[READING PASSAGE]

══════

Prepare UCM Configuration File#

Create a UCM configuration file (e.g., ucm_config_example.yaml) with PipelineStore:

ucm_connectors:
  - ucm_connector_name: "UcmPipelineStore"
    ucm_connector_config:
      store_pipeline: "Cache|Posix"
      storage_backends: "/mnt/test1"
      cache_buffer_capacity_gb: 32
enable_event_sync: true
use_layerwise: false

Key configuration parameters:

  • storage_backends: The shared storage directory accessible from all nodes (e.g., NFS-mounted path).

Note: For more configuration options, refer to UCM PipelineStore Documentation.

Start disaggregated service#

For illustration purposes, let us take GPU as an example and assume the model used is Qwen2.5-7B-Instruct.Using ASCEND_RT_VISIBLE_DEVICES instead of CUDA_VISIBLE_DEVICES to specify visible devices when starting service on Ascend platform.

══════

[SET TASK A] Print the portion of the UCM setup text between "cache_buffer_capacity_gb: 32" and "on Ascend platform.", inclusive.
None of the entries has any connection to the UCM setup text.

[GIVEN INFORMATION]
══════

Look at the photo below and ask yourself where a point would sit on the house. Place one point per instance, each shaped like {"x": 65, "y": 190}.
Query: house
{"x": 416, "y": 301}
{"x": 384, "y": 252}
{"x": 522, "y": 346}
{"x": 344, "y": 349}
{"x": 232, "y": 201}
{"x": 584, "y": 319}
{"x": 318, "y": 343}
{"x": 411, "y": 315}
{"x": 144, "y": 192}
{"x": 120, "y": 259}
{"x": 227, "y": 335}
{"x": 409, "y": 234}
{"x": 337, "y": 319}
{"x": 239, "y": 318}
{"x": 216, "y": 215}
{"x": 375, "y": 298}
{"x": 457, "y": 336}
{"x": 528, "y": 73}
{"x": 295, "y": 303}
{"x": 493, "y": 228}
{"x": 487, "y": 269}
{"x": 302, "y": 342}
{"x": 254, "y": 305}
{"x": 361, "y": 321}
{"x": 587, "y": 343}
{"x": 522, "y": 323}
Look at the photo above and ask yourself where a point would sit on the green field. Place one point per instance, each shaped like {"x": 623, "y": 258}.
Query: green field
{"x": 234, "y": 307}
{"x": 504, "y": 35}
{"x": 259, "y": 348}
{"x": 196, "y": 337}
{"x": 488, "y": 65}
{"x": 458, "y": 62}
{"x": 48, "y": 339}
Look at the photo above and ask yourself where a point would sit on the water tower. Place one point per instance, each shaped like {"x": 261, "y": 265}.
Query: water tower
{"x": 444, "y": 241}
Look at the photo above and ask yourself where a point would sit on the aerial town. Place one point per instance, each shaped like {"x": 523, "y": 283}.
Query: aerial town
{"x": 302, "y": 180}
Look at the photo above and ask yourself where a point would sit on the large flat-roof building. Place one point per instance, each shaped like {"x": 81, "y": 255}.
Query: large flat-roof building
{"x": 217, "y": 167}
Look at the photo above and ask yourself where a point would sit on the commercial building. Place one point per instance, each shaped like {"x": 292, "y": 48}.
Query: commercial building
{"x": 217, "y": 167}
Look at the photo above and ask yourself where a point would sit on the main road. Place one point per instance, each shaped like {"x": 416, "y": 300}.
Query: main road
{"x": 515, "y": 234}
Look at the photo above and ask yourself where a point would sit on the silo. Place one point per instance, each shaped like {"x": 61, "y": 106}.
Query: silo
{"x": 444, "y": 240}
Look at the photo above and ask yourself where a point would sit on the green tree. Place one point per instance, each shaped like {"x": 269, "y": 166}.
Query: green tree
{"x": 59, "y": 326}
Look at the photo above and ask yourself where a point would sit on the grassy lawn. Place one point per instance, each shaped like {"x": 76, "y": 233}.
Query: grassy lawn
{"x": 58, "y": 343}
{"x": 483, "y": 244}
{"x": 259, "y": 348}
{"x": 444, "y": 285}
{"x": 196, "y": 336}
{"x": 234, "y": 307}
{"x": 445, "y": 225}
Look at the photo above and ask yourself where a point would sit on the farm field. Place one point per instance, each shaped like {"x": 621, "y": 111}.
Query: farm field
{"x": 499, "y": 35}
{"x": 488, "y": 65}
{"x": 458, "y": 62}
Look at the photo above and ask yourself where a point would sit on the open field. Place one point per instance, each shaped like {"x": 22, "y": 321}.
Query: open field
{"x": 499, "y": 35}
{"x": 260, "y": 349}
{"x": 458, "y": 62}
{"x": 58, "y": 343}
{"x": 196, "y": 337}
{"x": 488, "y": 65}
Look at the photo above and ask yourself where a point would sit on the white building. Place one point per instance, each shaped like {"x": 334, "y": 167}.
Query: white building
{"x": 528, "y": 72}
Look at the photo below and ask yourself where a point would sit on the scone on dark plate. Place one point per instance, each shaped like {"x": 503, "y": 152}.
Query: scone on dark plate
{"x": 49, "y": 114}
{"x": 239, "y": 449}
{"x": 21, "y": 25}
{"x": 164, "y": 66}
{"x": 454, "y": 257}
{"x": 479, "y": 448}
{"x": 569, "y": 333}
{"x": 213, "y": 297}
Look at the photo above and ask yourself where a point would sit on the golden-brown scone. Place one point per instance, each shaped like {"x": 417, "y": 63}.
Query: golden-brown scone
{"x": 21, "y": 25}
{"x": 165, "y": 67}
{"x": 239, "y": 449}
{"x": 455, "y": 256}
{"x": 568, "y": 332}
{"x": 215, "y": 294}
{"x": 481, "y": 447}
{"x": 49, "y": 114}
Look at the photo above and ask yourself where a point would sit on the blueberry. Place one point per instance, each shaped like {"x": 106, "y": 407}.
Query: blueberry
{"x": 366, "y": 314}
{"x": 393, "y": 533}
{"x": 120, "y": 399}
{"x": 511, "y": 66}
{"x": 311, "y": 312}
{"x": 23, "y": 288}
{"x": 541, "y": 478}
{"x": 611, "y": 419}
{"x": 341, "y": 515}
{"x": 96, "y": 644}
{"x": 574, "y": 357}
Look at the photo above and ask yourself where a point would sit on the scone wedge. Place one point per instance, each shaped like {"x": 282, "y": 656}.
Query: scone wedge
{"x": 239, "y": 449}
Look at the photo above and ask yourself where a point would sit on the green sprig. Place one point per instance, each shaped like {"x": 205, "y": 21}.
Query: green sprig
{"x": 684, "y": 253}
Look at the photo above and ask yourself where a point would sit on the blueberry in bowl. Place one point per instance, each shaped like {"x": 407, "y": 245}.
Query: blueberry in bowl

══════

[SET TASK B] Render the entries from the line containing "the blueberry in" through the last line of the entries as a numbered list, omitting blank lines.

[WORKED ANSWER A]
cache_buffer_capacity_gb: 32
enable_event_sync: true
use_layerwise: false

Key configuration parameters:

  • storage_backends: The shared storage directory accessible from all nodes (e.g., NFS-mounted path).

Note: For more configuration options, refer to UCM PipelineStore Documentation.

Start disaggregated service#

For illustration purposes, let us take GPU as an example and assume the model used is Qwen2.5-7B-Instruct.Using ASCEND_RT_VISIBLE_DEVICES instead of CUDA_VISIBLE_DEVICES to specify visible devices when starting service on Ascend platform.

[WORKED ANSWER B]
1. Look at the photo above and ask yourself where a point would sit on the blueberry in bowl. Place one point per instance, each shaped like {"x": 407, "y": 245}.
2. Query: blueberry in bowl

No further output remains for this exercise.